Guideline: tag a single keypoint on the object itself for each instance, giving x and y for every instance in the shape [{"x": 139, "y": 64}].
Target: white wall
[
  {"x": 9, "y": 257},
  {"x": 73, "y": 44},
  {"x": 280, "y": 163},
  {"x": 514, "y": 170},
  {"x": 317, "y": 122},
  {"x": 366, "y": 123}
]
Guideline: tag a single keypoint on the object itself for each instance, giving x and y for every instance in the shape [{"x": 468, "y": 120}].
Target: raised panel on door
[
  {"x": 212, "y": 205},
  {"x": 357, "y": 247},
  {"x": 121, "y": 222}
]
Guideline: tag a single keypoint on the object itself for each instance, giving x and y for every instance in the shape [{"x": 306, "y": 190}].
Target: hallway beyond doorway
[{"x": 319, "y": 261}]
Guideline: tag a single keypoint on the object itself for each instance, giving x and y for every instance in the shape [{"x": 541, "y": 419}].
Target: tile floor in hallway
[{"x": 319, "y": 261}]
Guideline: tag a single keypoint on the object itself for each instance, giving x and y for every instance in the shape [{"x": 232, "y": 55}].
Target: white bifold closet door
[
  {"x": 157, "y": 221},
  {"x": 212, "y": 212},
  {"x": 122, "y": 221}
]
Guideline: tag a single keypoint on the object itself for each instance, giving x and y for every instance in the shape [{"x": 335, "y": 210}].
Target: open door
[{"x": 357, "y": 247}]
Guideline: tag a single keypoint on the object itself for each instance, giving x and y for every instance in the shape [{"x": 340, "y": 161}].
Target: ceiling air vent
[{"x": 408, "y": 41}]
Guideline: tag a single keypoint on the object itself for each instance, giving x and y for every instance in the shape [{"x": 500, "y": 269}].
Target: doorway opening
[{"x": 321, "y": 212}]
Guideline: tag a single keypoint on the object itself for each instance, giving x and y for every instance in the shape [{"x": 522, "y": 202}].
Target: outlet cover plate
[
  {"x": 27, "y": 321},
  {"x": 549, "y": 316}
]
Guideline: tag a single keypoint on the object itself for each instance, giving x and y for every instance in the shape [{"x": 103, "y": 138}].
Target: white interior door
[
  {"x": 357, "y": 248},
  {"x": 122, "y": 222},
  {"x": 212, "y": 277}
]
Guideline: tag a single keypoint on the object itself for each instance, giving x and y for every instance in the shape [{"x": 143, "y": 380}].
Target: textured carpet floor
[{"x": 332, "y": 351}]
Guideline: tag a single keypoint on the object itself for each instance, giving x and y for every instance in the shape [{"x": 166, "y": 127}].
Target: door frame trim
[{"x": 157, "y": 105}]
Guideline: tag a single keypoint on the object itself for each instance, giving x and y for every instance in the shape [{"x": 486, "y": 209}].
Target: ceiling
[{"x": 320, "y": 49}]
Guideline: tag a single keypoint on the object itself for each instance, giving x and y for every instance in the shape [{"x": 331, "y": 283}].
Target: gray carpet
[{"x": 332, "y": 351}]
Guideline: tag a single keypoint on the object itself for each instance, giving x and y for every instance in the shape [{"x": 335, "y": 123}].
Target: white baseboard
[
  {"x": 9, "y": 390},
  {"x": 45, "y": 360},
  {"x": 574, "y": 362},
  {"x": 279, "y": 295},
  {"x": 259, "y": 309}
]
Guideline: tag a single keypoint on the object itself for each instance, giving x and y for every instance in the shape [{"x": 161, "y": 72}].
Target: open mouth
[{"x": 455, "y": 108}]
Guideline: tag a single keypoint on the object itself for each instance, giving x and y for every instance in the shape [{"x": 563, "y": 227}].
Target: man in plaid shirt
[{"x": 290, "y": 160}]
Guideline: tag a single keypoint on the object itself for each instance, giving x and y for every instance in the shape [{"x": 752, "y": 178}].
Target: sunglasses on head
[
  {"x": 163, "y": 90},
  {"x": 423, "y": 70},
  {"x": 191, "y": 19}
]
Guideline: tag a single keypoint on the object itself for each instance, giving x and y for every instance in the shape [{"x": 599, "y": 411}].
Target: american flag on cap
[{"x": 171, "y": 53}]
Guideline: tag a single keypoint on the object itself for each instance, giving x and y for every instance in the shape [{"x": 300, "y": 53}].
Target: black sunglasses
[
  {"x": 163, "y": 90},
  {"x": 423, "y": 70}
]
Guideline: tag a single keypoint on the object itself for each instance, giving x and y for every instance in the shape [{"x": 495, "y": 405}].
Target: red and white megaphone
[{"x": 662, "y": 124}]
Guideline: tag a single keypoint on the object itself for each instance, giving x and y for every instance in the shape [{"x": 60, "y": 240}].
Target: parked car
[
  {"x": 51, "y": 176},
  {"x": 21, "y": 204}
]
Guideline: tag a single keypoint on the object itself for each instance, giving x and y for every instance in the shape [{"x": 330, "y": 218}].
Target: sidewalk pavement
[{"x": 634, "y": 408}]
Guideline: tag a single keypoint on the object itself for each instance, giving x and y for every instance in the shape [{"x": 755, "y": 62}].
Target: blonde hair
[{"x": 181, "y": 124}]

» WHAT THE TASK ASKS
Print every entry exactly as written.

» EXERCISE ANSWER
Guideline: tag a single keypoint on the object itself for each instance, giving x and y for every instance in the shape [{"x": 139, "y": 64}].
Target: white wall
[
  {"x": 9, "y": 257},
  {"x": 73, "y": 44},
  {"x": 280, "y": 163},
  {"x": 514, "y": 170},
  {"x": 317, "y": 122},
  {"x": 366, "y": 123}
]
Guideline: tag a single keypoint on the object itself for each instance, giving x and y for every instance in the shape [{"x": 468, "y": 120}].
Target: raised panel on door
[
  {"x": 212, "y": 205},
  {"x": 357, "y": 247},
  {"x": 121, "y": 222}
]
Guideline: tag a single keypoint on the object itself for each instance, giving x and y for every instance in the shape [{"x": 306, "y": 190}].
Target: hallway beyond doorway
[{"x": 319, "y": 261}]
Guideline: tag a single keypoint on the object itself for each instance, giving x and y for every instance in the shape [{"x": 541, "y": 419}].
Target: tile floor in hallway
[{"x": 319, "y": 261}]
Guideline: tag a single keypoint on the object itself for each instance, giving x and y for every instance in the shape [{"x": 232, "y": 55}].
Target: white bifold closet door
[
  {"x": 157, "y": 221},
  {"x": 212, "y": 212},
  {"x": 122, "y": 221}
]
Guideline: tag a single keypoint on the object itself for each instance, giving x and y for every instance in the shape [{"x": 335, "y": 210}].
Target: open door
[{"x": 357, "y": 247}]
Guideline: tag a single keypoint on the object itself for each instance, giving x and y for every instance in the shape [{"x": 340, "y": 161}].
Target: ceiling air vent
[{"x": 408, "y": 41}]
Guideline: tag a single keypoint on the object itself for each instance, giving x and y for every instance in the shape [{"x": 500, "y": 269}].
Target: doorway opening
[{"x": 321, "y": 212}]
Guideline: tag a single keypoint on the object itself for each instance, giving x and y for every instance in the shape [{"x": 522, "y": 202}].
Target: outlet cover plate
[
  {"x": 27, "y": 321},
  {"x": 549, "y": 316}
]
Guideline: tag a single keypoint on the object itself for each instance, giving x and y for every instance in the shape [{"x": 103, "y": 138}].
Target: white interior door
[
  {"x": 357, "y": 248},
  {"x": 122, "y": 222},
  {"x": 212, "y": 277}
]
Guideline: tag a single keypoint on the object itself for each instance, giving x and y for every instance in the shape [{"x": 143, "y": 380}].
Target: textured carpet floor
[{"x": 332, "y": 351}]
Guideline: tag a single keypoint on the object itself for each instance, giving x and y for every instance in the shape [{"x": 166, "y": 127}].
Target: door frame trim
[{"x": 157, "y": 105}]
Guideline: tag a single keypoint on the object itself for each instance, giving x and y for every instance in the shape [{"x": 486, "y": 209}].
Target: ceiling
[{"x": 320, "y": 49}]
Guideline: tag a single keypoint on the object itself for each instance, giving x and y for every instance in the shape [{"x": 331, "y": 283}].
Target: gray carpet
[{"x": 332, "y": 351}]
Guideline: tag a single keypoint on the object itself for each instance, giving x and y for every instance in the shape [{"x": 335, "y": 123}].
Target: white baseboard
[
  {"x": 9, "y": 390},
  {"x": 45, "y": 360},
  {"x": 574, "y": 362},
  {"x": 279, "y": 295},
  {"x": 259, "y": 309}
]
Guideline: tag a single keypoint on the object itself for each instance, giving x and y for every instance in the shape [{"x": 161, "y": 72}].
Target: open mouth
[{"x": 455, "y": 108}]
Guideline: tag a single keypoint on the object itself for each instance, giving x and y for every instance in the shape [{"x": 563, "y": 227}].
Target: man in plaid shirt
[{"x": 290, "y": 160}]
Guideline: tag a single keypoint on the object itself for each instance, giving x and y for every instance in the shape [{"x": 752, "y": 178}].
Target: sunglasses on head
[
  {"x": 163, "y": 90},
  {"x": 423, "y": 70},
  {"x": 191, "y": 19}
]
Guideline: tag a single keypoint on the object itself for each instance, giving x and y for every instance in the shape [{"x": 599, "y": 411}].
Target: american flag on cap
[{"x": 171, "y": 53}]
Guideline: tag a single keypoint on the object itself for each instance, giving x and y for every instance in the shape [{"x": 300, "y": 53}].
Target: black sunglasses
[
  {"x": 163, "y": 90},
  {"x": 423, "y": 70}
]
Guideline: tag a single keypoint on the object itself for each instance, giving x and y for every instance in the shape [{"x": 495, "y": 405}].
Target: red and white megaphone
[{"x": 662, "y": 124}]
Guideline: tag a single keypoint on the object itself for each instance, giving x and y for every instance in the shape [{"x": 60, "y": 240}].
Target: parked car
[
  {"x": 51, "y": 176},
  {"x": 21, "y": 204}
]
Guideline: tag a single keypoint on the object itself for each instance, giving x and y for every instance in the shape [{"x": 330, "y": 218}].
Target: sidewalk pavement
[{"x": 634, "y": 408}]
Guideline: tag a single keypoint on the object itself for each instance, giving x and y for every instance in the shape [{"x": 755, "y": 62}].
Target: blonde hair
[{"x": 181, "y": 124}]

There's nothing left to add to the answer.